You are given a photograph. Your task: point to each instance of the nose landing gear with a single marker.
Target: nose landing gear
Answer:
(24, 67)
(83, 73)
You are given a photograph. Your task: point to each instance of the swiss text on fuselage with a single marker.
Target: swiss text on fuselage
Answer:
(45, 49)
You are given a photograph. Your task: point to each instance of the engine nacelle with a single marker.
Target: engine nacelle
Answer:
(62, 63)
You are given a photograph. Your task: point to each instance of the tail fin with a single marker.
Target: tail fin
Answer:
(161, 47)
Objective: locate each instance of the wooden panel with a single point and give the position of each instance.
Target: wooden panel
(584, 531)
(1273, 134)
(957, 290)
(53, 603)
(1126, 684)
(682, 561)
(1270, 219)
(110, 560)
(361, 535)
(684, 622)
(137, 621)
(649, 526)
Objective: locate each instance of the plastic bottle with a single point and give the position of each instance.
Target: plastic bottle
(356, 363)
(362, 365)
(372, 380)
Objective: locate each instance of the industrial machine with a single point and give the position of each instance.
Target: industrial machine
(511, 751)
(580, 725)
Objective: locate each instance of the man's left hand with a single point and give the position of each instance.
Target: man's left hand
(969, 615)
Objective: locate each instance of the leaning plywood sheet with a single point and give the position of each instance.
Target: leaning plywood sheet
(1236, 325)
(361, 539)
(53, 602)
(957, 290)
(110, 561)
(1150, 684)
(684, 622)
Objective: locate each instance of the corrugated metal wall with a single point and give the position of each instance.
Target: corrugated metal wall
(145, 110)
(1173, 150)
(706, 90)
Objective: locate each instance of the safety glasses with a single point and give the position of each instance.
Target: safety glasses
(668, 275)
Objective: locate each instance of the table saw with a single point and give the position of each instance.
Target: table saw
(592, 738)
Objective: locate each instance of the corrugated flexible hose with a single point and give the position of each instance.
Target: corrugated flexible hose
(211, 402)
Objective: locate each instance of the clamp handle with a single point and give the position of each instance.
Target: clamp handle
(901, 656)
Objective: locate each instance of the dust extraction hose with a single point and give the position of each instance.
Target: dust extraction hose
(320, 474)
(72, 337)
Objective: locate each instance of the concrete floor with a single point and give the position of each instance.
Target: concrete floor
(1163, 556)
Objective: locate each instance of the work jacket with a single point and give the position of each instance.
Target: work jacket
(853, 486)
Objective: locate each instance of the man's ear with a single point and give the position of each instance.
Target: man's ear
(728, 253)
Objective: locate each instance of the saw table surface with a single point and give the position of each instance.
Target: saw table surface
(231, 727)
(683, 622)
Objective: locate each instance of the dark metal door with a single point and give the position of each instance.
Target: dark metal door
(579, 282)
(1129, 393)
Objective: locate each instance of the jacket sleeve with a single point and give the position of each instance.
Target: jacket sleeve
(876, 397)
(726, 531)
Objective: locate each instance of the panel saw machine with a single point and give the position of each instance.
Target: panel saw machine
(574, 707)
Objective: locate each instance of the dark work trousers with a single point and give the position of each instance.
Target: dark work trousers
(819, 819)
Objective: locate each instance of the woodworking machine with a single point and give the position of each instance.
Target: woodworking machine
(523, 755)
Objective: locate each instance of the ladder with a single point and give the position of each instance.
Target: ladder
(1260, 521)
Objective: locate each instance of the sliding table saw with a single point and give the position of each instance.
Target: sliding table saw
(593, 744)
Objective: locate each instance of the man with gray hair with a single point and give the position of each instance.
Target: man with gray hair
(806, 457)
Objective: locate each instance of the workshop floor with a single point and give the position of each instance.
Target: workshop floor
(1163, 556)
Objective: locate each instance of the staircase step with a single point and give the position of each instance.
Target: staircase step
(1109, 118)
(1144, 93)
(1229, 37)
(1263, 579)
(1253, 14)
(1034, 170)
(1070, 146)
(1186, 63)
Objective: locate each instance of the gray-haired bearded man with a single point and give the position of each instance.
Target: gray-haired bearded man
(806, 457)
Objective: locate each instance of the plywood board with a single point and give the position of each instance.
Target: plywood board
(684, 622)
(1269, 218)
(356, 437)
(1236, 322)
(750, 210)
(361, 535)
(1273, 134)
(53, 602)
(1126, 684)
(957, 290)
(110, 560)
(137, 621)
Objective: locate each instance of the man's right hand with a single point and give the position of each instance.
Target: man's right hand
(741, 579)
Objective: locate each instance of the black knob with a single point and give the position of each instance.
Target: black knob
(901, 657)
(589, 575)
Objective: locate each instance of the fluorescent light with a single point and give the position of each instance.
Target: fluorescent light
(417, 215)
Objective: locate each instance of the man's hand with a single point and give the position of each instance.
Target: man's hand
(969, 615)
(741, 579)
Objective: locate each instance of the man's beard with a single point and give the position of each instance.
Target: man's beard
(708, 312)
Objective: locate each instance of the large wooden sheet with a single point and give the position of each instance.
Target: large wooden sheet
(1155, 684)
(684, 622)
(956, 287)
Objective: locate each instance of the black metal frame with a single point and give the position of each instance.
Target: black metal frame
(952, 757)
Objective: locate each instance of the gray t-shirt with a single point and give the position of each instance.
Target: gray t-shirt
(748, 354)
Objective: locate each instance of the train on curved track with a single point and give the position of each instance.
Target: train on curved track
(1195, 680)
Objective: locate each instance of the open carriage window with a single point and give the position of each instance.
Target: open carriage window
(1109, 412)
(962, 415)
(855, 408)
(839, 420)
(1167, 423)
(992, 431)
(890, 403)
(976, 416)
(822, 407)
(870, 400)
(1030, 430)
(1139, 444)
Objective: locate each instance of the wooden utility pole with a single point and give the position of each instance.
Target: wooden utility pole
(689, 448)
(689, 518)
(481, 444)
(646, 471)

....

### Required work:
Using the data above, reproduce exactly the lines between those holding "Target: large wooden sheet" and "Objective: locate each instance of the open", inclusive, and no others.

### Answer section:
Target: large wooden sheet
(1155, 684)
(684, 622)
(956, 287)
Objective: locate each instance of the black metal frame with a single point and give the position of each instance.
Target: black metal frame
(952, 757)
Objective: locate each instance of the gray t-shirt with a single point and give the position of each instance.
Target: gray t-shirt
(748, 354)
Objective: locate each instance of the train on curved track with a single point and give the position of each instance.
Target: train on curved track
(1195, 680)
Objective: locate each instance of the open carriage window with a single point and give the position of each instance.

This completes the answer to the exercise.